[Stored items]
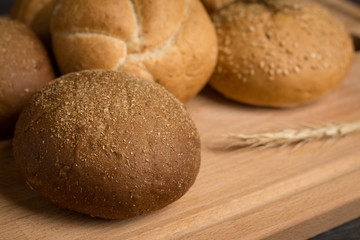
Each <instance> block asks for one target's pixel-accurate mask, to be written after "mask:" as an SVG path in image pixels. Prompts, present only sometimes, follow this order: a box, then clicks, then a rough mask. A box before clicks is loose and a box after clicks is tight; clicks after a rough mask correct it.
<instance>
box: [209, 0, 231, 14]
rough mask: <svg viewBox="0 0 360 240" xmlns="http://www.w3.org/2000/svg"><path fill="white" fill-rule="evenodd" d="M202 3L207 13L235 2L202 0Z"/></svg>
mask: <svg viewBox="0 0 360 240" xmlns="http://www.w3.org/2000/svg"><path fill="white" fill-rule="evenodd" d="M202 2H203V4H204V5H205V7H206V9H207V10H208V11H209V12H214V11H216V10H218V9H220V8H222V7H224V6H226V5H227V4H230V3H233V2H235V0H202Z"/></svg>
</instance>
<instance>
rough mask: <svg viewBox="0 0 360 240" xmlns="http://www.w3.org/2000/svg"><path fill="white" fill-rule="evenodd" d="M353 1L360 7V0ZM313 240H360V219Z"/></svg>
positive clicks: (4, 8) (348, 222)
mask: <svg viewBox="0 0 360 240" xmlns="http://www.w3.org/2000/svg"><path fill="white" fill-rule="evenodd" d="M351 1H352V2H355V3H357V4H359V5H360V0H351ZM13 2H14V0H0V14H7V13H9V11H10V9H11V5H12V3H13ZM359 27H360V26H359ZM359 191H360V189H359ZM289 240H291V239H289ZM311 240H360V218H358V219H355V220H353V221H351V222H348V223H346V224H344V225H342V226H339V227H337V228H334V229H332V230H330V231H328V232H325V233H322V234H320V235H318V236H316V237H314V238H311Z"/></svg>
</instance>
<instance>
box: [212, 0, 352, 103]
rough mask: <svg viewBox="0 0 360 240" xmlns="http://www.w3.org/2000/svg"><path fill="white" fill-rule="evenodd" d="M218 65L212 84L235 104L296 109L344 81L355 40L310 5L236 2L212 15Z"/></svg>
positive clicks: (333, 19) (335, 24) (258, 1)
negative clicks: (255, 105)
mask: <svg viewBox="0 0 360 240" xmlns="http://www.w3.org/2000/svg"><path fill="white" fill-rule="evenodd" d="M212 17H213V21H214V24H215V27H216V30H217V35H218V39H219V61H218V65H217V69H216V71H215V73H214V75H213V76H212V78H211V80H210V84H211V86H212V87H214V88H215V89H216V90H218V91H219V92H221V93H222V94H224V95H225V96H226V97H228V98H231V99H233V100H236V101H239V102H244V103H248V104H254V105H260V106H272V107H292V106H296V105H300V104H305V103H309V102H312V101H314V100H317V99H319V98H321V97H322V96H324V95H325V94H326V93H328V92H329V90H331V89H333V88H335V87H336V86H338V84H339V83H340V82H341V81H342V80H343V79H344V77H345V76H346V74H347V73H348V70H349V68H350V66H351V63H352V59H353V55H354V53H353V45H352V42H351V38H350V36H349V34H348V33H347V31H346V30H345V29H344V27H343V25H342V24H340V23H339V22H338V21H337V20H336V19H335V18H334V17H332V16H331V15H330V14H329V13H328V12H327V11H326V10H325V9H323V8H322V7H320V6H318V5H316V4H314V3H311V2H308V1H294V0H276V1H275V0H265V1H254V0H253V1H238V2H235V3H232V4H230V5H228V6H226V7H225V8H222V9H220V10H219V11H217V12H215V13H214V14H213V15H212Z"/></svg>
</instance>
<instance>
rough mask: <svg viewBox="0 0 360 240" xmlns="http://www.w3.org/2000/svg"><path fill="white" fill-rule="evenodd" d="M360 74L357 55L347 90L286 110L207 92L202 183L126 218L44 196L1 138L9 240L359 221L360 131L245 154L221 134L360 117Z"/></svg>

REQUIRED ACTION: The required result is the entries above, printed exactly from the first line through the line with "box: [209, 0, 231, 14]", pictures excluded.

RESPONSE FOR THIS EXERCISE:
Each <instance> block asks for one target's pixel-accurate mask, to be written after "mask:" as an SVG path in image pixels. Prompts, present only sometimes, follow this order: a box, then clicks, then a rough mask. A box before clicks is loose and a box after clicks is tight; clicks after a rough mask correct it.
<instance>
box: [209, 0, 231, 14]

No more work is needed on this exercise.